Data to use below:

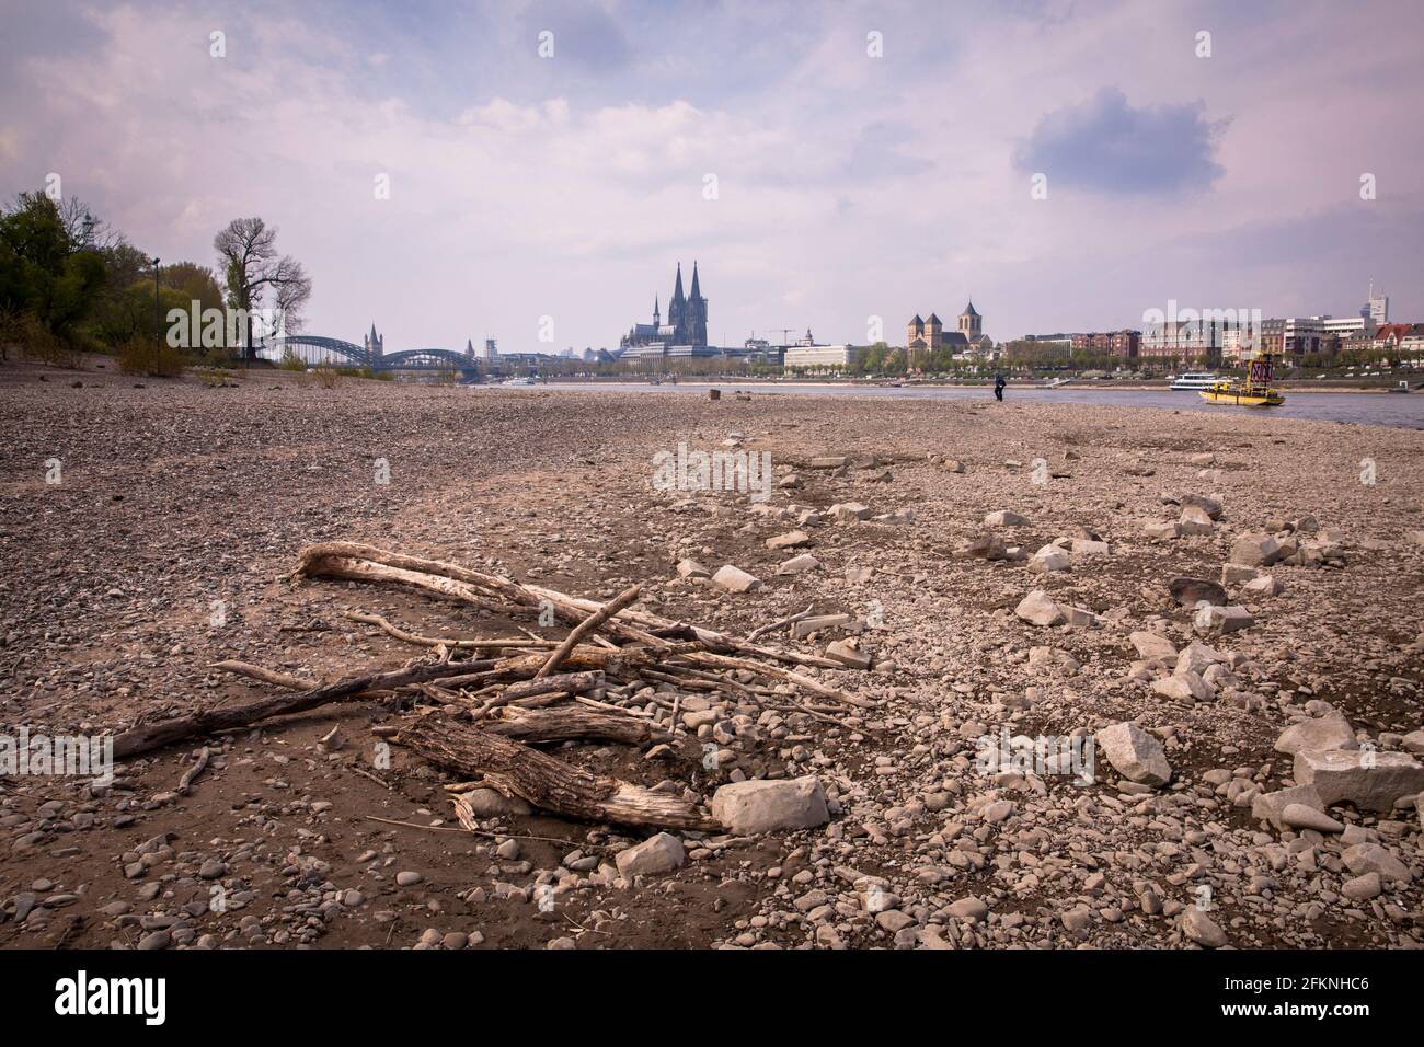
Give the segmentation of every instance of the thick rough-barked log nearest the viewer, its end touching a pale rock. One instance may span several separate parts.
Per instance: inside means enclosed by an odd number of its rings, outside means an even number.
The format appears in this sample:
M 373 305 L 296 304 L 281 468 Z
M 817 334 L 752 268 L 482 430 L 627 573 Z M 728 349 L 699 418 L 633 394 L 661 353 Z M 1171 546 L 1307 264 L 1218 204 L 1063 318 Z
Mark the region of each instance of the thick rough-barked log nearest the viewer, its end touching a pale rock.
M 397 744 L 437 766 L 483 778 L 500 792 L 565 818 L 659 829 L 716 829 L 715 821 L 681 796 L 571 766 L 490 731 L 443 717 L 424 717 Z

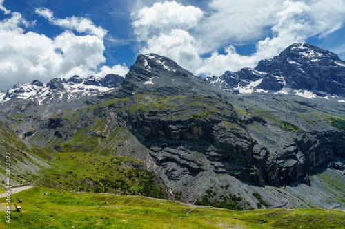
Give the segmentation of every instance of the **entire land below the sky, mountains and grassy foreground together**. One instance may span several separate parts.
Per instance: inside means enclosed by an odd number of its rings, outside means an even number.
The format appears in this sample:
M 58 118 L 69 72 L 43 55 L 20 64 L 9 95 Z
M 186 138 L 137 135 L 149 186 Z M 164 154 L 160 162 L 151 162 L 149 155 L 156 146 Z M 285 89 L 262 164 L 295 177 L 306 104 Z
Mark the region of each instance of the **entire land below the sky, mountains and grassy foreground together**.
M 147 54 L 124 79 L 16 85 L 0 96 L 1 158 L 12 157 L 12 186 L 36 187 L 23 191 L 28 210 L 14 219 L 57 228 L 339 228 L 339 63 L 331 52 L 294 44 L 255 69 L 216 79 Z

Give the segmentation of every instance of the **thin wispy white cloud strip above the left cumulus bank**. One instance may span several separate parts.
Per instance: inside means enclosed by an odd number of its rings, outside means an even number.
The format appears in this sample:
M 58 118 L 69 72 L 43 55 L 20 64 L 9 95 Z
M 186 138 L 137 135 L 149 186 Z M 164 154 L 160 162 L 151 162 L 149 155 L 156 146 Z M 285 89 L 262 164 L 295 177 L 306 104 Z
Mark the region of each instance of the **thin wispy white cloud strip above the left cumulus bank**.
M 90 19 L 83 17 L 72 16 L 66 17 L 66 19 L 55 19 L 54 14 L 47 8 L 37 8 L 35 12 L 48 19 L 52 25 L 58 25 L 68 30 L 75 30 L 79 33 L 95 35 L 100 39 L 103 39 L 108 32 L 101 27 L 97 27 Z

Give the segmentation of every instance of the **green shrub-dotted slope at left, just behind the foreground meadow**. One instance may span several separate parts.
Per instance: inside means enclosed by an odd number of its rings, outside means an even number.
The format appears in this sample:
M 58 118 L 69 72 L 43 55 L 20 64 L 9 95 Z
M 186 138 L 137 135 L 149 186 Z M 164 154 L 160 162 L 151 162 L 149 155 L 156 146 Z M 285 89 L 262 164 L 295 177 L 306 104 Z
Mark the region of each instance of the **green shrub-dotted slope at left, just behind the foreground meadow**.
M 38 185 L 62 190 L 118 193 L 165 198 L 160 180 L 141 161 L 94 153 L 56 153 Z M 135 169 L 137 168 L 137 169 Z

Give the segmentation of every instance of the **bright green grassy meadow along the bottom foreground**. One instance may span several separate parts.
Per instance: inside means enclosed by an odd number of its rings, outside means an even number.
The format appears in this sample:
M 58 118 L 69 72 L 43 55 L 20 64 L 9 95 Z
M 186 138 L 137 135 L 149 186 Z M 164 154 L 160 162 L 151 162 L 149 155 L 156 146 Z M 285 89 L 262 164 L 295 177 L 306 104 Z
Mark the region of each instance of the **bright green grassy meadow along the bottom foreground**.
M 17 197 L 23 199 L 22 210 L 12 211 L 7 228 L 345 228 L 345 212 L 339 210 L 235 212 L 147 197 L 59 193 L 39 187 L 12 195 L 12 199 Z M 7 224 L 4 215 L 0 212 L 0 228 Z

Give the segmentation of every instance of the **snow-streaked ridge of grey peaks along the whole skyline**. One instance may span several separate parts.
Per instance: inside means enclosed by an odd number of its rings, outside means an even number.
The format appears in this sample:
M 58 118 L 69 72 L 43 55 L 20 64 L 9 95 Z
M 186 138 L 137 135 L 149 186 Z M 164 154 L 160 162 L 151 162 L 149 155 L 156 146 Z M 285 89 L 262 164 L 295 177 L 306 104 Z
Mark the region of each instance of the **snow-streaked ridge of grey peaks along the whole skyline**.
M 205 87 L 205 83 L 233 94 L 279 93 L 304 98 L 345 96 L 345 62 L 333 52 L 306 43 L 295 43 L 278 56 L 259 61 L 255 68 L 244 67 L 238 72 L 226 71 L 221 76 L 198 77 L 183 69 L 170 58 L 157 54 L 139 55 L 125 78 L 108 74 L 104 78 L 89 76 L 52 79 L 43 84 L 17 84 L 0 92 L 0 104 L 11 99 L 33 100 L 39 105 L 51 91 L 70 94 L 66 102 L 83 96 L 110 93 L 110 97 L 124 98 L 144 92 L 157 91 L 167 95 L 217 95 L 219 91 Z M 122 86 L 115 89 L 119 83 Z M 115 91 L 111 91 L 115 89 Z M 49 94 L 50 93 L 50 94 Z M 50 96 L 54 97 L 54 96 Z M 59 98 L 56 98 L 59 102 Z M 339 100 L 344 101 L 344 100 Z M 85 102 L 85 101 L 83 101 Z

End of Data to use.
Data to use below:

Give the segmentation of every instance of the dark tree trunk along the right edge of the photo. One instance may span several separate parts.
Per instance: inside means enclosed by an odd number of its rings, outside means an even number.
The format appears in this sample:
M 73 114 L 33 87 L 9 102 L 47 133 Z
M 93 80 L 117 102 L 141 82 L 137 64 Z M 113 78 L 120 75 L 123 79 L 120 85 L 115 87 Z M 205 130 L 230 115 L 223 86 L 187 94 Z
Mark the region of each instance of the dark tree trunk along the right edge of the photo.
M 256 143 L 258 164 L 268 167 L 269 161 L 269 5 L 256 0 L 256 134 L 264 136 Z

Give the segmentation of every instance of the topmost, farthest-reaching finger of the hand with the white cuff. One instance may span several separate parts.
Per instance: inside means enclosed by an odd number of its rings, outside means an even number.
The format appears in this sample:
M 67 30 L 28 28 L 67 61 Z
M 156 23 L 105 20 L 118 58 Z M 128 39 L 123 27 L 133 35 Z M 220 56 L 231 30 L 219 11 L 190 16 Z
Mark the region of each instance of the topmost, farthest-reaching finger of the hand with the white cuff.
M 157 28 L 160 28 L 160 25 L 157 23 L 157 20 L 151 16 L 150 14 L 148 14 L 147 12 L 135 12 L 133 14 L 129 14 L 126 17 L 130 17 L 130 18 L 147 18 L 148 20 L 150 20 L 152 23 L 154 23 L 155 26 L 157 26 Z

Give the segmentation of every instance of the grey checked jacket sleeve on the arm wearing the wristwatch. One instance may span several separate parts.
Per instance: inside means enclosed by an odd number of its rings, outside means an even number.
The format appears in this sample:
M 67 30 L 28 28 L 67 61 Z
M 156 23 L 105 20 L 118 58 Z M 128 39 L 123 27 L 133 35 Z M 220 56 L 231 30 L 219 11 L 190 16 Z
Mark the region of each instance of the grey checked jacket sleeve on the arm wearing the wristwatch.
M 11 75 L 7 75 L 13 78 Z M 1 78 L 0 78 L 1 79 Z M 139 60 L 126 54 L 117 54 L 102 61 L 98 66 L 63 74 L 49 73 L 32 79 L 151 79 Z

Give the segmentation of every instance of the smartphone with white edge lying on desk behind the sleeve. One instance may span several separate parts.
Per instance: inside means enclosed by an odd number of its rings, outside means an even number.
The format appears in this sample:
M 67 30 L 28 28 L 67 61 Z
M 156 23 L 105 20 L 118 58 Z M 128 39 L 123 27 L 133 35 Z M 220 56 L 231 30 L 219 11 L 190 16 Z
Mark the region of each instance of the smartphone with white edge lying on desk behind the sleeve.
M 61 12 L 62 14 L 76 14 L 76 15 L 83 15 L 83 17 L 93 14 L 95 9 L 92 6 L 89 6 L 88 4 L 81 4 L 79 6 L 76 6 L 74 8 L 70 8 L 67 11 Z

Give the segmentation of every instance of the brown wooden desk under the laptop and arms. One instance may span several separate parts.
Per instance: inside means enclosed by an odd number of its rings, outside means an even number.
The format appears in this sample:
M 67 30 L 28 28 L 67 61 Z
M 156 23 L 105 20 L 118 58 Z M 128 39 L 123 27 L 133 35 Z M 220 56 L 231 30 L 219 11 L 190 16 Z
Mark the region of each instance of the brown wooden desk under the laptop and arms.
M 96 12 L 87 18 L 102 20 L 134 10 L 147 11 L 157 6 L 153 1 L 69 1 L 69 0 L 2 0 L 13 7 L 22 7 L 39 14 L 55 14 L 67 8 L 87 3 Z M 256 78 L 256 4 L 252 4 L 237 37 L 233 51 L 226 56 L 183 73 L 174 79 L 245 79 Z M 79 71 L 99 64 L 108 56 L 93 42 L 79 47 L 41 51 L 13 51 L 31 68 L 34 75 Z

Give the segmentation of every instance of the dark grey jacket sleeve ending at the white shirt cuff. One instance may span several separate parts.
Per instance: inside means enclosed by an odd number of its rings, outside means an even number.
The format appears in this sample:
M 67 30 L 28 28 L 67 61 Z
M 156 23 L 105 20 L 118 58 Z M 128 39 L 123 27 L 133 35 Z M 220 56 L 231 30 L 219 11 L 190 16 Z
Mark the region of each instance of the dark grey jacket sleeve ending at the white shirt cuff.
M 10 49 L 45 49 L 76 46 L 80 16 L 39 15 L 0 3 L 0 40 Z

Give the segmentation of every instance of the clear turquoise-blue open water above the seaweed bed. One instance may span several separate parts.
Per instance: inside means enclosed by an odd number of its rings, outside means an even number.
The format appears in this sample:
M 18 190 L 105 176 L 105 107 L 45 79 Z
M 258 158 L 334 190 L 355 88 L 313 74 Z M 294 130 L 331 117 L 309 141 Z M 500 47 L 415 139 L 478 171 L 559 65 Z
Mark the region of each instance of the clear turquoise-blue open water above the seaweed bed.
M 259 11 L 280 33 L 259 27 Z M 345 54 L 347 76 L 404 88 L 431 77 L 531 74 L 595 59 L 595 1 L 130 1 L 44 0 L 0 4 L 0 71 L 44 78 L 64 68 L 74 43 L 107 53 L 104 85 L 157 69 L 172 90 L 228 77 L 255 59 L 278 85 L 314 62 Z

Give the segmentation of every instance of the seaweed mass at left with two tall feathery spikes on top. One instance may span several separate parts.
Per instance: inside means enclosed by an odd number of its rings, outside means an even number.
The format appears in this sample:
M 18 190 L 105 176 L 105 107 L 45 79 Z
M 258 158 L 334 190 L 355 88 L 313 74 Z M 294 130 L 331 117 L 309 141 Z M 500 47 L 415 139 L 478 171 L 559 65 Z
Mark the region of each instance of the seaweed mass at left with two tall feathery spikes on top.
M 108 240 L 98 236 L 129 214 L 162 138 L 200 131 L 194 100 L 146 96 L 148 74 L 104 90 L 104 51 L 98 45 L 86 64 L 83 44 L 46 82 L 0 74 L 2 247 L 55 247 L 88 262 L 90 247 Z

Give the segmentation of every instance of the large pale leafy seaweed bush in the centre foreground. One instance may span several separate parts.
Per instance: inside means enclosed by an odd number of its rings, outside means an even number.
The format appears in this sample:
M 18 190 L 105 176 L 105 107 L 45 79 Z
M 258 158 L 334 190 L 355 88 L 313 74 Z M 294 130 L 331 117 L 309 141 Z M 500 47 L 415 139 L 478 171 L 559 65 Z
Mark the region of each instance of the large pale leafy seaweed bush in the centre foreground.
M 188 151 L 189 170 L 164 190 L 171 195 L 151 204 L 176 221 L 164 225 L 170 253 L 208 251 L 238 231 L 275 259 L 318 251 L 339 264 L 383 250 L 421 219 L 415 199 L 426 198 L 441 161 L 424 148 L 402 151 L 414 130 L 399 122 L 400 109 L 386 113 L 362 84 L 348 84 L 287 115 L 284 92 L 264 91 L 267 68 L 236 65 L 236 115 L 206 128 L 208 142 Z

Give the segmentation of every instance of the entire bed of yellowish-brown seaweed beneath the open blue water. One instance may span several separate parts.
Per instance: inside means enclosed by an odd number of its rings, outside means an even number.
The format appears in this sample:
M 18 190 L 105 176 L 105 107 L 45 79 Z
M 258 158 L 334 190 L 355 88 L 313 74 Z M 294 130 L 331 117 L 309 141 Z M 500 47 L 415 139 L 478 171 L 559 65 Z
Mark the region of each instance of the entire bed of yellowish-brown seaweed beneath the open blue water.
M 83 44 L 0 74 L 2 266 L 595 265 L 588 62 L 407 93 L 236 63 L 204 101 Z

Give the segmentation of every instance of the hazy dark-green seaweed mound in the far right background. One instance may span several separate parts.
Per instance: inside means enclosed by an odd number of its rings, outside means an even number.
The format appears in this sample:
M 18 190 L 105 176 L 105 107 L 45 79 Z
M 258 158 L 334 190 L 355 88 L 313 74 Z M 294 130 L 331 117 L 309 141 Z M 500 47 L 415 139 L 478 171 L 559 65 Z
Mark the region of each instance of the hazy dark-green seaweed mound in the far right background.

End of Data to use.

» Your goal: Copy here each line of the preceding records with "hazy" in it.

» Answer below:
Give the segmentation of every instance of the hazy dark-green seaweed mound in the far right background. One instance may span several separate parts.
Mark the region of each instance of the hazy dark-green seaweed mound in the far right background.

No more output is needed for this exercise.